#### STORED DATA

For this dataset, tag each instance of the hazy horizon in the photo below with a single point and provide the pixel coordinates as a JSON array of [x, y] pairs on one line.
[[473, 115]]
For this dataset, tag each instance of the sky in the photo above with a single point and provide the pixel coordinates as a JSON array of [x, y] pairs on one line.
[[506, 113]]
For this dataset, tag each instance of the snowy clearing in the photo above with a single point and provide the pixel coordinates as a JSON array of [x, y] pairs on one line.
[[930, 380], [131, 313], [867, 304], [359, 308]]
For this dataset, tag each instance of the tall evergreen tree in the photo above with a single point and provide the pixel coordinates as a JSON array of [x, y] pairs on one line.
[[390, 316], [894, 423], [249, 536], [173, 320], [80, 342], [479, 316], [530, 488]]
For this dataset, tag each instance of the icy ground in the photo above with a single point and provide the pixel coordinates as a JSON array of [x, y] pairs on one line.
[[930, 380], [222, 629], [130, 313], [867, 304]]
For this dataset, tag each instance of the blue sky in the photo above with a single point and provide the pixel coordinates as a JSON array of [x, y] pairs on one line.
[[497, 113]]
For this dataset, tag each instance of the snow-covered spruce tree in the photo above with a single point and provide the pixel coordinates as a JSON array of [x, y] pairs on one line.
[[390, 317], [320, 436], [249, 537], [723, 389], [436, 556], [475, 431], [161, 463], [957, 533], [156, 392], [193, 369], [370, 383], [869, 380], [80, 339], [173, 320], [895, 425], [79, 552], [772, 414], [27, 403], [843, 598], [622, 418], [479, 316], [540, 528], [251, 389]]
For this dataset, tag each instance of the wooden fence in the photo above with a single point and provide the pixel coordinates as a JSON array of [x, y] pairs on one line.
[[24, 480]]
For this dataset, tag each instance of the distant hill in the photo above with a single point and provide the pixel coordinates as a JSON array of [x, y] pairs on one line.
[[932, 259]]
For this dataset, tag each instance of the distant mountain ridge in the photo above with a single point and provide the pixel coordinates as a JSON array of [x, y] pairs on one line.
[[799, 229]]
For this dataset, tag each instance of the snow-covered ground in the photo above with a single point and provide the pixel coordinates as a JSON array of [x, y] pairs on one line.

########

## PROBLEM STATEMENT:
The full listing has to be duplicated exactly.

## SOLUTION FOR THIS EXERCISE:
For this dataset, tag each instance of the hazy horizon in the photo below with a single point and provide the pixel coordinates as a JSON array of [x, y] pairs on one line.
[[473, 115]]
For this dataset, tag each instance of the sky in the photo above with a single point and provide the pixel coordinates as a JSON array of [x, y] pairs on one line.
[[506, 113]]
For this dataset, tag each instance of the snowy clearing in the photo above with a single point and provide the pixel coordinates as a JSON array of [x, y] pairs on one line.
[[930, 380], [131, 313], [867, 304], [359, 308]]
For this dataset, tag each instance of the tall evergreen tree in the photo above with a single point and provide the pixel coordinates as a JSON array of [x, y] pairs on one line.
[[390, 316], [894, 423], [249, 536], [173, 320], [80, 342], [479, 316], [530, 488]]
For this dataset, tag each instance of the icy ground in the photo above with a single point and provide the pixel coordinates as a JSON array of [x, y] pairs on one line.
[[930, 380], [222, 629], [130, 313], [867, 304]]
For this dataset, tag each instance of the blue sky in the photo above with a single point and provide the pixel coordinates as a JSON array of [x, y] pairs on one line.
[[497, 113]]
For this dataset, tag each instance of the snow-covered spruce tree in the photo above with a single point and provide the pixel coordinates as a JSON array of [x, y] pairs on one line.
[[390, 317], [320, 436], [249, 537], [723, 389], [436, 556], [475, 431], [161, 463], [957, 533], [156, 392], [193, 369], [370, 383], [869, 380], [80, 339], [173, 320], [895, 425], [79, 552], [772, 414], [27, 403], [843, 598], [622, 418], [479, 316], [540, 528], [251, 389]]
For this dataset, tag each instance of the wooden fence in the photo above with a single point and provide the pixel coordinates as a JSON array of [x, y] pairs on one line.
[[24, 480]]
For this dataset, tag each instance of the distant hill in the photo above with a single point and provide the pixel coordinates as a JSON array of [x, y] pairs on one line.
[[932, 259]]
For this dataset, tag each instance of the distant mountain ridge in the photo above with a single point and provide the pixel coordinates as a JSON array of [x, y] pairs on one line.
[[799, 229]]
For this dataset, tag each instance of the snow-covered ground in the photo above with a single point and provide the pixel coordinates as a JSON array of [x, y] pairs on one line.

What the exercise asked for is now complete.